Erkennungsbeispiele -
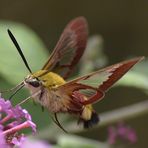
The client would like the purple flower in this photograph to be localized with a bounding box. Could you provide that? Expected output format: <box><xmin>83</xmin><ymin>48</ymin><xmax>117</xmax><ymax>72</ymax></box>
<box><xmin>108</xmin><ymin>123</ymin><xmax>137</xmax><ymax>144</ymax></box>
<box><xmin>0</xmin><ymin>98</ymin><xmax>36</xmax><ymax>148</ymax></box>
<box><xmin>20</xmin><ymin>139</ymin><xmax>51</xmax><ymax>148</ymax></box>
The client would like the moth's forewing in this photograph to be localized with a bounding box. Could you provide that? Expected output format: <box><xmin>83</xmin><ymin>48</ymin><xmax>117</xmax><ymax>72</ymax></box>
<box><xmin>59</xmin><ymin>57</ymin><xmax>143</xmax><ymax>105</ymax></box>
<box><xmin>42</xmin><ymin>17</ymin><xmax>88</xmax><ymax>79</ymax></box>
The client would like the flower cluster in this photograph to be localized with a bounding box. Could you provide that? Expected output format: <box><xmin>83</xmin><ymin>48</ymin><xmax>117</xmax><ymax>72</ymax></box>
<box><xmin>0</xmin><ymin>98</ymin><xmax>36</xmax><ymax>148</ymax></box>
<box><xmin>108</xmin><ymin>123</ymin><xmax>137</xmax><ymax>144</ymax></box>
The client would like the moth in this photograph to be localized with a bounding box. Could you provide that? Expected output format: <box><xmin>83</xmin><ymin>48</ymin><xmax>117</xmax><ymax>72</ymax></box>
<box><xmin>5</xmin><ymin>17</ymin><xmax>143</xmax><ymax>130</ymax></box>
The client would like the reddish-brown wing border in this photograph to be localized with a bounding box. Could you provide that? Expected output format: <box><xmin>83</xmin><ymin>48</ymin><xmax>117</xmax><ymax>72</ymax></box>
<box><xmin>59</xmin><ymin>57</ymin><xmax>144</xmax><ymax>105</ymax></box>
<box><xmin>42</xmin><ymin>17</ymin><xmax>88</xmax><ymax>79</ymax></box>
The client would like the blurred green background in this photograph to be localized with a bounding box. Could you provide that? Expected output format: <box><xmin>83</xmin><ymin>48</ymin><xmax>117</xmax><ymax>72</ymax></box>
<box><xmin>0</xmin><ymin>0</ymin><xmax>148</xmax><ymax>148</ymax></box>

Zu bearbeiten -
Bitte liste alle Zeilen des Materials oben auf, in denen die Zeichenfolge „flower“ vorkommt. Groß- und Kleinschreibung zählt dabei.

Erwartete Antwort -
The client would like the purple flower in this photograph to be localized with a bounding box. Could you provide that? Expected output format: <box><xmin>83</xmin><ymin>48</ymin><xmax>117</xmax><ymax>72</ymax></box>
The client would like the flower cluster in this photograph to be localized with a bounding box. Could you provide that? Expected output format: <box><xmin>83</xmin><ymin>48</ymin><xmax>117</xmax><ymax>72</ymax></box>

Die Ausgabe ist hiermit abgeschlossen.